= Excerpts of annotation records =

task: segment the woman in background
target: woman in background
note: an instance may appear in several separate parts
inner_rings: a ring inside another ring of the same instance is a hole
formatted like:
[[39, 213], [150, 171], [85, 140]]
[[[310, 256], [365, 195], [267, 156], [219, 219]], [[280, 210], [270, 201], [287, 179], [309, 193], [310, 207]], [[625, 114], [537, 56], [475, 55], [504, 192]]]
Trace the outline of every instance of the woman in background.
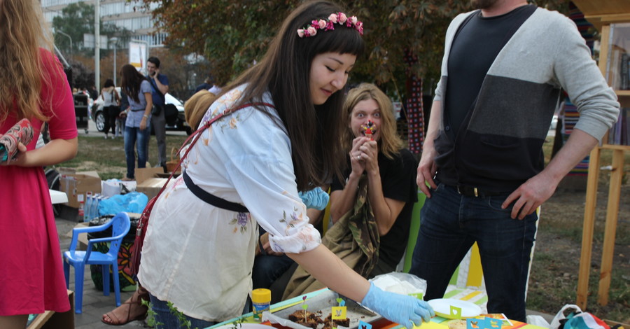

= TASK DESCRIPTION =
Write out every line of the records above word for word, leaving out the picture.

= FINAL RESULT =
task: segment the woman in background
target: woman in background
note: an instance may appear in several separate parts
inner_rings: a ring inside another ring of the same instance is a hole
formatted like:
[[39, 213], [150, 171], [85, 140]]
[[[310, 256], [365, 195], [267, 156], [219, 219]], [[280, 210], [270, 201], [287, 179], [309, 193], [310, 207]], [[625, 114], [537, 56], [475, 55], [504, 192]]]
Trace the outline of every instance of the woman in background.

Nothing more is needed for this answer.